## Your instructions
Reproduce every one of the records below word for word.

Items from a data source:
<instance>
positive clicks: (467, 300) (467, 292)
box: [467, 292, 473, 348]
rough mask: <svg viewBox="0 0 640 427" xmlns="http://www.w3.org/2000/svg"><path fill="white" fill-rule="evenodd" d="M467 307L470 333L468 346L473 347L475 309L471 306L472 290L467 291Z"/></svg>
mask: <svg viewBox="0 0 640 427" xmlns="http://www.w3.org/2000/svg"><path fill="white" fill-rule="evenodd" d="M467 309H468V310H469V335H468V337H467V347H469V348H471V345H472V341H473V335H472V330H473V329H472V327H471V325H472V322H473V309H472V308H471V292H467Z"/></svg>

## Problem solution
<instance>
positive clicks: (467, 300) (467, 292)
box: [467, 292, 473, 348]
rough mask: <svg viewBox="0 0 640 427" xmlns="http://www.w3.org/2000/svg"><path fill="white" fill-rule="evenodd" d="M467 307L470 333L468 346L473 347L475 309L471 306L472 290L467 291Z"/></svg>
mask: <svg viewBox="0 0 640 427" xmlns="http://www.w3.org/2000/svg"><path fill="white" fill-rule="evenodd" d="M467 309H468V310H469V335H468V337H467V347H469V348H471V345H472V341H473V335H472V330H473V329H472V327H471V325H472V322H473V309H472V308H471V292H467Z"/></svg>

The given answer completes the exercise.